(Dataset entries)
┄┄┄┄┄┄
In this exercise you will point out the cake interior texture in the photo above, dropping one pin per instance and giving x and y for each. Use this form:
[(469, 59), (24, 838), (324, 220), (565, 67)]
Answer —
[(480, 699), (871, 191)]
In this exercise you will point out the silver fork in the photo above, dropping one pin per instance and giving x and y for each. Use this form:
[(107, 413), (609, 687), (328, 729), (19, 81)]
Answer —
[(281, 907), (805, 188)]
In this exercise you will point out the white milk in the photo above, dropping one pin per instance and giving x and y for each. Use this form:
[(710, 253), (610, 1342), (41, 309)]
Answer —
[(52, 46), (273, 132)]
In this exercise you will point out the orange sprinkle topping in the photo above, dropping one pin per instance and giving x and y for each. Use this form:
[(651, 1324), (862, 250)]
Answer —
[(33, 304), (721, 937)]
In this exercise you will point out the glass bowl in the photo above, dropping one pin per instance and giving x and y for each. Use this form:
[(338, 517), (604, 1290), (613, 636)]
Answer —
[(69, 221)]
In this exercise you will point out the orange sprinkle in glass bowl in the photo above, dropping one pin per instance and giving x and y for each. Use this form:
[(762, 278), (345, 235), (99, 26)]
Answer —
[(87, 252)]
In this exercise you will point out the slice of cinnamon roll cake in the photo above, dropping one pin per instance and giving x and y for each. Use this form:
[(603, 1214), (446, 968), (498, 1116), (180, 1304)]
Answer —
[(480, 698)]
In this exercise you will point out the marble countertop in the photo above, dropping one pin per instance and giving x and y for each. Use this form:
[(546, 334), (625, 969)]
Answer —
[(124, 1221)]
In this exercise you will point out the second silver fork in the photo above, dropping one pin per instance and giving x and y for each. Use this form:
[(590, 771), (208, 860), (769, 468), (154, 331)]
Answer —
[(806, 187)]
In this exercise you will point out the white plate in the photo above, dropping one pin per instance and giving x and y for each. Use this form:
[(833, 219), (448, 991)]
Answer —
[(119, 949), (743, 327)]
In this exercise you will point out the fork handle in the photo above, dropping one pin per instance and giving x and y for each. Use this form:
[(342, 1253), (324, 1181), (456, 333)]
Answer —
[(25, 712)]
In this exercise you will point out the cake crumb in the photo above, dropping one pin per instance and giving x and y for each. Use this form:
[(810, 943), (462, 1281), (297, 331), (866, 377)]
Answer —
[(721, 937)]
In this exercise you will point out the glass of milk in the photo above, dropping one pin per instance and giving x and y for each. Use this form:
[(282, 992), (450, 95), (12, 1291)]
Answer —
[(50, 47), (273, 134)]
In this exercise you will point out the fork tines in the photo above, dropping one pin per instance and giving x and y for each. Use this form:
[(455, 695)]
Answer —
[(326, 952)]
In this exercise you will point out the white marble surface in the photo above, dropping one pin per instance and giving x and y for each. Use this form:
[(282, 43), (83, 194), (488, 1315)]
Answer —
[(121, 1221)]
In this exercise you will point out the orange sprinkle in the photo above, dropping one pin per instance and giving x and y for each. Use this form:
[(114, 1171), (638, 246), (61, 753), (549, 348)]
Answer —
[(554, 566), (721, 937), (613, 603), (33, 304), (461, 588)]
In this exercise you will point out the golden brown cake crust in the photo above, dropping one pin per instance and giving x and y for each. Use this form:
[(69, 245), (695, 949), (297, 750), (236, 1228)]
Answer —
┄┄┄┄┄┄
*Task goal:* The line containing "[(114, 1171), (638, 246), (61, 753), (549, 348)]" and all lines after it, through the end of the entries above, are to be returned exactly and alone.

*Reply to the task:*
[(114, 1171), (638, 246), (61, 753), (549, 348)]
Answer —
[(554, 566), (721, 937), (613, 603), (33, 304), (461, 588)]
In this exercise you will point out the golden brown cake crust in the photo above, dropping one pin per instance and giving x and y for each. Use this form:
[(69, 245), (695, 949), (297, 750), (236, 1228)]
Answer —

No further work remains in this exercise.